[INSTRUCTIONS TO FOLLOW]: Convert the records from the line containing "query (the noun phrase to segment): snow-capped" through the end of the records, both included, into a JSON list of strings with one string per line and no blank lines.

........

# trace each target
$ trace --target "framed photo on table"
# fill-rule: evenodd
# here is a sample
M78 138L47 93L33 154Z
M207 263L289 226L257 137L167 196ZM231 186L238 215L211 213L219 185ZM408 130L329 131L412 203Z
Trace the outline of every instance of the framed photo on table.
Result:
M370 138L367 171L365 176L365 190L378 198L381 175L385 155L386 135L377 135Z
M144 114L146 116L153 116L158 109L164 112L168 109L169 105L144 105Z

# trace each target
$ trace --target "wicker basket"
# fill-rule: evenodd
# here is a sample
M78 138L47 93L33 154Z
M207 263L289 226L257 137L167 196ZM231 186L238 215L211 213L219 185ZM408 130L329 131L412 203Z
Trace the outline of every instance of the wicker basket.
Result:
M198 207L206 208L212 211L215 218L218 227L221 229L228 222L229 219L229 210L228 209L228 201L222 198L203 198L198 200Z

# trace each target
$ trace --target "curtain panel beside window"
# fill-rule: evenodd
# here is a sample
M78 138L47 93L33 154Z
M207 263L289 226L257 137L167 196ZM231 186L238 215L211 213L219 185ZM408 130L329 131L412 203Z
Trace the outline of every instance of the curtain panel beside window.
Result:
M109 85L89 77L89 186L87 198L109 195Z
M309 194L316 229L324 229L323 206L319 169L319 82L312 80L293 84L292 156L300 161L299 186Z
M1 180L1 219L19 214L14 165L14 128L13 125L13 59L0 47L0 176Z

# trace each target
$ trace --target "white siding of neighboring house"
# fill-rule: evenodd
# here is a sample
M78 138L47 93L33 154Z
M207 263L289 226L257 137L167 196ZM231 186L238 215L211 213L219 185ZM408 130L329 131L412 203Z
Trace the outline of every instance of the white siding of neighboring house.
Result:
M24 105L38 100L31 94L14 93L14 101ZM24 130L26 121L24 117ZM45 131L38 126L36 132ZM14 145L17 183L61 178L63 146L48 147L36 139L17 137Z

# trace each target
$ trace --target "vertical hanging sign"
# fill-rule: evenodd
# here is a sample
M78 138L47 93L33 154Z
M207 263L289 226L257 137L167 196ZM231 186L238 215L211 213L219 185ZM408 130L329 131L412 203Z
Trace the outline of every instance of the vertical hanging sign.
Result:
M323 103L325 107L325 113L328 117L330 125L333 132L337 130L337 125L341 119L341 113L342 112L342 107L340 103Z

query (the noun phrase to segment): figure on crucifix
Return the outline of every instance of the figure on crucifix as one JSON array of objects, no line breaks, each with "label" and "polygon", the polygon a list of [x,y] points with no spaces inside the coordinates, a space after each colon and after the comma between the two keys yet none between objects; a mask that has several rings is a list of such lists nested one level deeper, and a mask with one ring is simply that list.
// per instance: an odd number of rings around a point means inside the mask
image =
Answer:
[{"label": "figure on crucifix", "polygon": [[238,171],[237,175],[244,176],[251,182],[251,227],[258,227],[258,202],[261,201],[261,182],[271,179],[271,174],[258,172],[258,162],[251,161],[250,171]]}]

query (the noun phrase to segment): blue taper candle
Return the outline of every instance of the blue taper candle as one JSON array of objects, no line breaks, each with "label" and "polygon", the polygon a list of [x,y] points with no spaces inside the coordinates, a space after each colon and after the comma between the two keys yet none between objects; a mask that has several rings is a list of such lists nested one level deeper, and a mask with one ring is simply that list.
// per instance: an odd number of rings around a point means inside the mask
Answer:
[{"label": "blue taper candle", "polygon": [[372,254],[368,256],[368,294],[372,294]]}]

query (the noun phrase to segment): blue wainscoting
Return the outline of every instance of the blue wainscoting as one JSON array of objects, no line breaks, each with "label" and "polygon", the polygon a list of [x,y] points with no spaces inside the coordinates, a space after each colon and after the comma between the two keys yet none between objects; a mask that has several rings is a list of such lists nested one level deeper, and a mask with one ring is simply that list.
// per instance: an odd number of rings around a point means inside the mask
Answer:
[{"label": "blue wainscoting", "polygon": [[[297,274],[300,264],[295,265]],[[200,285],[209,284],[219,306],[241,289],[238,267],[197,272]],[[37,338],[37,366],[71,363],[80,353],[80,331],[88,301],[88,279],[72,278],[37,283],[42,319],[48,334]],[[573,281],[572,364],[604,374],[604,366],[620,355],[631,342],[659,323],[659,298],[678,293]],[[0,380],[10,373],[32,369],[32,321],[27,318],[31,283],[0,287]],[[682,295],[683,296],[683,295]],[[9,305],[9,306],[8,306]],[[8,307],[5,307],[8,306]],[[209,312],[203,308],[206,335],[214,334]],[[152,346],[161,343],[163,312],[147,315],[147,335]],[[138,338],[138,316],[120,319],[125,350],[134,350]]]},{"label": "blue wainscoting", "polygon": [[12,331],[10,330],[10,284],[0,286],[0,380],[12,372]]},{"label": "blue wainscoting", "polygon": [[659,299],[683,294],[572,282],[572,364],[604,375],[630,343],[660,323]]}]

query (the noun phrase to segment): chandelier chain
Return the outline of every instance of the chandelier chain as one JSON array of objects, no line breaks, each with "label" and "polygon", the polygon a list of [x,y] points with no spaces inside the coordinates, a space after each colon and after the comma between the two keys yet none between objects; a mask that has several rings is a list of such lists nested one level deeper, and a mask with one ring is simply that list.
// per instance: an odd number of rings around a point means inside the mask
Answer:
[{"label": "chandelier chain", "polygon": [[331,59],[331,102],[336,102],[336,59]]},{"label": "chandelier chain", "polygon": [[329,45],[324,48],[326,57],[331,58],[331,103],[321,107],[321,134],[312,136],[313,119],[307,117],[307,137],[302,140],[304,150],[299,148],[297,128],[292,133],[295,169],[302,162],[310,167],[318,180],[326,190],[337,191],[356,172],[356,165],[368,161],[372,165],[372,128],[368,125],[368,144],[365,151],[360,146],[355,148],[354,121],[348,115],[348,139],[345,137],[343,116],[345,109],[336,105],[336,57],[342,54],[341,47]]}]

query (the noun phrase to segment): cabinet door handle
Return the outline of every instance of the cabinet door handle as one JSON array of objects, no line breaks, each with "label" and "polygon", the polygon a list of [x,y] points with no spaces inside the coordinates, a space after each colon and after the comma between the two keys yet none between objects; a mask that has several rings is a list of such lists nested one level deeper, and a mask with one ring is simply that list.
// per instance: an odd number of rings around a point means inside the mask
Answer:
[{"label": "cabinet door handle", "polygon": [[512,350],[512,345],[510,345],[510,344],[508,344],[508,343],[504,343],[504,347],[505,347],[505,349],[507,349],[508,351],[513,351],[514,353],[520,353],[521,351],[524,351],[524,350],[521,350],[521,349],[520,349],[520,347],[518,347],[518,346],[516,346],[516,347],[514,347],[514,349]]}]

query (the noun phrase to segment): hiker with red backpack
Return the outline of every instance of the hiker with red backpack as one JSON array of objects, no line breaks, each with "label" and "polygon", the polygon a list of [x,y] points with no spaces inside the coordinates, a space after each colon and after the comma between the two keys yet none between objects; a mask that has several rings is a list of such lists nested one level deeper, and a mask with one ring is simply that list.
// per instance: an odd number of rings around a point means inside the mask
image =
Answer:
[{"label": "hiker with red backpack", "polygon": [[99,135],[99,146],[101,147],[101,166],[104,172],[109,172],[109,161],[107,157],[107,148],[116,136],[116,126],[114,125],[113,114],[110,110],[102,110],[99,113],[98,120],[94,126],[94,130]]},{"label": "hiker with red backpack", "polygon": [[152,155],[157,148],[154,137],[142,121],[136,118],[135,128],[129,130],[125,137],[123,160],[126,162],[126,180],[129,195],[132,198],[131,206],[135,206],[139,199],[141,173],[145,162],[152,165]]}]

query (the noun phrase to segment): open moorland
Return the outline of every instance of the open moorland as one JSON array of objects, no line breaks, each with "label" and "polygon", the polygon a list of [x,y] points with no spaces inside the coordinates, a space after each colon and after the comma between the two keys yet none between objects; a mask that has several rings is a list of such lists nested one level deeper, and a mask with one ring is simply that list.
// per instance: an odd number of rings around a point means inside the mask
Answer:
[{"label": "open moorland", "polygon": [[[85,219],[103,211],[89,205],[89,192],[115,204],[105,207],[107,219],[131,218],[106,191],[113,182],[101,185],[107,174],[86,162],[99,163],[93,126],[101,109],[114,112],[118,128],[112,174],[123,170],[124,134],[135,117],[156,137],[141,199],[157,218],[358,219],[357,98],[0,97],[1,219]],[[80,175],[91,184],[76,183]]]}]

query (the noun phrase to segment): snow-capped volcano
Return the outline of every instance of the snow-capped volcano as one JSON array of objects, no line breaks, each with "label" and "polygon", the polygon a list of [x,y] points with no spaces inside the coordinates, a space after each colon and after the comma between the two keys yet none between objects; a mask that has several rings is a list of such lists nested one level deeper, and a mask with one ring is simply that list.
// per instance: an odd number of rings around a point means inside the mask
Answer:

........

[REPLY]:
[
  "query (the noun phrase to segment): snow-capped volcano",
  "Return the outline of every instance of the snow-capped volcano as one JSON array of objects, no line breaks, each with \"label\" and \"polygon\", the polygon a list of [x,y] points with no spaces inside the coordinates, a space after each colon and after the comma between the two keys yet none between objects; a mask that has several rings is a list of such lists nested one level deeper, and a mask with one ring is simply that list.",
  "// per instance: an odd number of rings around a point means inside the mask",
  "Answer:"
]